### Work to be completed
Copy out the following lines without changes, starting at the line containing "I was told the single" and continuing down to the line containing "[216,700,254,754]", with both of those lines included.

(Object detection data)
_ _ _ _ _

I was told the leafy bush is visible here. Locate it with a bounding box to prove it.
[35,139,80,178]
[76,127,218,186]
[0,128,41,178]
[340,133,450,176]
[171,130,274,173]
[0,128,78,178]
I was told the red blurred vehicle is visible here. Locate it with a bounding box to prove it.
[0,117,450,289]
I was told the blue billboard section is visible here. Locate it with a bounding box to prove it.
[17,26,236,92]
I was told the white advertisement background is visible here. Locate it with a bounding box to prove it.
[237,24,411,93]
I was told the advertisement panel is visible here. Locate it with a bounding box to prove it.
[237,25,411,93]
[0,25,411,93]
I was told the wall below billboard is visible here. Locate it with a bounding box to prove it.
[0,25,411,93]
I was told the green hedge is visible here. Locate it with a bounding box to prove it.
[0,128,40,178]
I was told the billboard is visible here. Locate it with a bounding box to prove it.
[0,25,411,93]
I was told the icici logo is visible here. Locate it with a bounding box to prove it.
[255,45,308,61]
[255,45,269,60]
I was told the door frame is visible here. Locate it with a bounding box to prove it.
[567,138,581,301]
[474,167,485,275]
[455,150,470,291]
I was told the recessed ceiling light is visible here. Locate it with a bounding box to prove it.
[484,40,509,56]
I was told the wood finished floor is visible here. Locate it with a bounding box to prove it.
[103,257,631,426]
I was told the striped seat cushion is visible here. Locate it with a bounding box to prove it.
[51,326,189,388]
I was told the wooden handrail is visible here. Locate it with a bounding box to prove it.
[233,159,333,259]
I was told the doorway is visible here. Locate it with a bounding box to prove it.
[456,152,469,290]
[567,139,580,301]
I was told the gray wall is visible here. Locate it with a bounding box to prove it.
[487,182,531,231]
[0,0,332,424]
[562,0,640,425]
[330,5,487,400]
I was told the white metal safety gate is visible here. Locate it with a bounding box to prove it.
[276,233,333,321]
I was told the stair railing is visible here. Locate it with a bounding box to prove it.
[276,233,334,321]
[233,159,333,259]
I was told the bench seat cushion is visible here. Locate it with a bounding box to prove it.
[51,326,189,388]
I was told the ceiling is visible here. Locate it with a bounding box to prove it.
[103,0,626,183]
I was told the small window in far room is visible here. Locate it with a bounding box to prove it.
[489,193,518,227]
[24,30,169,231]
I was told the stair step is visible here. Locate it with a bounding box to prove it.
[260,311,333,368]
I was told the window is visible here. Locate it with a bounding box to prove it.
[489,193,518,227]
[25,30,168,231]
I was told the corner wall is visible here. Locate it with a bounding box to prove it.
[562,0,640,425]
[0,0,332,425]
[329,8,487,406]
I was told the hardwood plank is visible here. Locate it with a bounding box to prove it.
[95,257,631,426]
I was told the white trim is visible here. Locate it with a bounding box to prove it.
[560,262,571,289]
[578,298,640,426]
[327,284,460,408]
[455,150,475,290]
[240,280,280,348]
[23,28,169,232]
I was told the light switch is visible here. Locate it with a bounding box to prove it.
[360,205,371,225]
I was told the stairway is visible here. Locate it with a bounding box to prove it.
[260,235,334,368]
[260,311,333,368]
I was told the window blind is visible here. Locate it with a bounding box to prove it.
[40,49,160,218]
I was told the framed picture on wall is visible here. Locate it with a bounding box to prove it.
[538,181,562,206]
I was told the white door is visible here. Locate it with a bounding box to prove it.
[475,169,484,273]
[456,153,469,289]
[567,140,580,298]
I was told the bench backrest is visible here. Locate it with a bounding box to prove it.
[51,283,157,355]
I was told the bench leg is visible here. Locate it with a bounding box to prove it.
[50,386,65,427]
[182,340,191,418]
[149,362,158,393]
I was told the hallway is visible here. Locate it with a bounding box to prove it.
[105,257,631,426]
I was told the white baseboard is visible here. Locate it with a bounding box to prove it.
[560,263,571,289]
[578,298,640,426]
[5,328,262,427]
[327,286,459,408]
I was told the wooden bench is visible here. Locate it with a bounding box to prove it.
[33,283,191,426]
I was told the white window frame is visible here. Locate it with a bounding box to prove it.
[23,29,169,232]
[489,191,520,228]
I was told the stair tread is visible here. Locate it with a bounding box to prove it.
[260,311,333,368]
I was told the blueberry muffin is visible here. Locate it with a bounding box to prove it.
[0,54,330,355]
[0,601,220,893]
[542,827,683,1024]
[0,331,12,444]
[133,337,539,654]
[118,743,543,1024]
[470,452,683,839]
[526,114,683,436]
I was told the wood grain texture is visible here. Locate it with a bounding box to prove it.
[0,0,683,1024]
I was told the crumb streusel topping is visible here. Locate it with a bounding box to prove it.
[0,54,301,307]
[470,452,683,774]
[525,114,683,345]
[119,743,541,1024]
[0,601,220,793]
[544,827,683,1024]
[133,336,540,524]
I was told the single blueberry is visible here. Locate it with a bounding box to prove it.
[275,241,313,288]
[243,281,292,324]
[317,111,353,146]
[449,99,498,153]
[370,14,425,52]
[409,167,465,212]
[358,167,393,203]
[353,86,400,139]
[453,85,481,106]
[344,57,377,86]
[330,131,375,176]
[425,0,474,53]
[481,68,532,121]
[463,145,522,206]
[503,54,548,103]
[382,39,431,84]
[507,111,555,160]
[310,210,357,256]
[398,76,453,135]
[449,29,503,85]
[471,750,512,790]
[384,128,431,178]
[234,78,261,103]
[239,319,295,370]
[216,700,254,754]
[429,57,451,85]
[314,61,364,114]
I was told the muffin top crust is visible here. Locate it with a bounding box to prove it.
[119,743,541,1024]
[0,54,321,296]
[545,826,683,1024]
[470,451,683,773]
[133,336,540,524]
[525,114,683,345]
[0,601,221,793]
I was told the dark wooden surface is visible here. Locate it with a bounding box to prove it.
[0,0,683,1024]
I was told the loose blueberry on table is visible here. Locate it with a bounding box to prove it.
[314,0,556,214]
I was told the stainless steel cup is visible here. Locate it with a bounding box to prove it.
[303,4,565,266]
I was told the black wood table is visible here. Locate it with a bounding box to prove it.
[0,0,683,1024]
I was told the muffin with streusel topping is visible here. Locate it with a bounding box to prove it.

_ _ _ _ _

### Written reply
I was told the single blueberry is visible here. Locate it with a bounding box to prove it.
[275,241,313,288]
[243,281,292,324]
[317,111,353,146]
[449,99,498,153]
[370,14,425,52]
[409,167,465,212]
[358,167,393,203]
[353,86,400,139]
[453,85,481,106]
[344,57,377,86]
[330,131,375,176]
[425,0,474,53]
[481,68,532,121]
[463,145,522,206]
[503,54,548,103]
[382,39,431,84]
[507,111,555,160]
[310,210,357,256]
[398,76,453,135]
[449,29,503,85]
[471,750,512,790]
[384,128,431,178]
[234,78,261,103]
[239,319,295,370]
[216,700,254,754]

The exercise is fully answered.